EXTRAIT DU DOCUMENT:
____
En France on ne connaît pas assez Walter Jon Williams. C'est un tort. Auteur américain qui s'est fait connaître en 1986 au sein de la mouvance cyberpunk, il n'a pas tardé à prendre les distances qui convenaient d'avec ce mouvement mort-né. Loin de s'échouer comme la plupart de ses condisciples, il n'a depuis cessé d'étonner par son éclectisme.
Avec Mélancolie des immortels il se risque à un space-opera de facture classique. Loin de l'univers baroque de sa trilogie de Divertimenti (dont seul le premier volume a été traduit à ce jour), c'est avec un parfum d'empire finissant qu'il ouvre ce qui n'est pour l'heure annoncé que comme un diptyque.
Le petit Shaa est mort
Les Shaas furent les plus grands conquérants de l'Univers. De leur invincibilité résulta un empire conquis sans coup férir, et la propagation de la Praxis. Opus Magnus et véritable ciment de la civilisation des Shaas, la Praxis est une doctrine tout entière construite sur le respect des structures hiérarchiques les plus strictes. C'est ainsi que des millénaires durant ces immortels souverains furent en mesure de maintenir dans leur giron nombres de races, parmi lesquelles les Naxids, sorte de centaures hexapodes, les nocturnes Torminels ou bien les Humains.
____
ENTRÉES RÉPERTORIÉES:
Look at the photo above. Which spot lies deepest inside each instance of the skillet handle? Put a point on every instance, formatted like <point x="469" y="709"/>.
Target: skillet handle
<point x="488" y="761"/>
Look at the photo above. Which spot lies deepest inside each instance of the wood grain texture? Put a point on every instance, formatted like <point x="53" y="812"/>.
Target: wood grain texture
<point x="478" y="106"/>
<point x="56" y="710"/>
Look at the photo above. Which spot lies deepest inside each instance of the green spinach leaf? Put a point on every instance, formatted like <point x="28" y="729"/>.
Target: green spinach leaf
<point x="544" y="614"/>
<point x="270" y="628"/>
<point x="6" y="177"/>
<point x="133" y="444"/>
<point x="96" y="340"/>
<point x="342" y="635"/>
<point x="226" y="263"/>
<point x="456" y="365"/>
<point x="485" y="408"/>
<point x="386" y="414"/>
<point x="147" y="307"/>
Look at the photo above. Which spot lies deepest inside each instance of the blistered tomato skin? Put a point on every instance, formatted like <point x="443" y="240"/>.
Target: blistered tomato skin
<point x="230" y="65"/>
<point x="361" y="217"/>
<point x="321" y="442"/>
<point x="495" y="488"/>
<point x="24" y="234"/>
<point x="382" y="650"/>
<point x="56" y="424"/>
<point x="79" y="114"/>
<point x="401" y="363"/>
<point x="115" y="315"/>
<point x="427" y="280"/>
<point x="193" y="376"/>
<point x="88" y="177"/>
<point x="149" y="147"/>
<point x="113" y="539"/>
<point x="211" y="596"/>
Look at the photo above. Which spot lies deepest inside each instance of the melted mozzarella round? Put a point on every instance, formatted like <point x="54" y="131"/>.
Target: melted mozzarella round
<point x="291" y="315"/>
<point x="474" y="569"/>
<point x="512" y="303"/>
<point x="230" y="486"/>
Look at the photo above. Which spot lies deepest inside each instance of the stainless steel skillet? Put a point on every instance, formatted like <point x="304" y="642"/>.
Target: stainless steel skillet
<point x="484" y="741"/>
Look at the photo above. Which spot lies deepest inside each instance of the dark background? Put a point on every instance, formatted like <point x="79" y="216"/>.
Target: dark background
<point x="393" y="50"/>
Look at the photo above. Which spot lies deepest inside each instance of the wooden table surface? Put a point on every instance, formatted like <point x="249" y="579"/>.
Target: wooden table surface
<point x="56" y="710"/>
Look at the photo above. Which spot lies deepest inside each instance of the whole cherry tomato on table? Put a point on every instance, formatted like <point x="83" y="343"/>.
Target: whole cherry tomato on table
____
CONSIGNES:
1 – Quelles races maintenues par les Shaas dans leur giron la critique nomme-t-elle ?
2 – Recopiez mot pour mot le passage de la critique allant de « Le petit Shaa » jusqu'à « bien les Humains. ».
Appuyez-vous uniquement sur la critique.

RÉPONSES:
1 – Les Naxids, les Torminels et les Humains.

2 –
Le petit Shaa est mort
Les Shaas furent les plus grands conquérants de l'Univers. De leur invincibilité résulta un empire conquis sans coup férir, et la propagation de la Praxis. Opus Magnus et véritable ciment de la civilisation des Shaas, la Praxis est une doctrine tout entière construite sur le respect des structures hiérarchiques les plus strictes. C'est ainsi que des millénaires durant ces immortels souverains furent en mesure de maintenir dans leur giron nombres de races, parmi lesquelles les Naxids, sorte de centaures hexapodes, les nocturnes Torminels ou bien les Humains.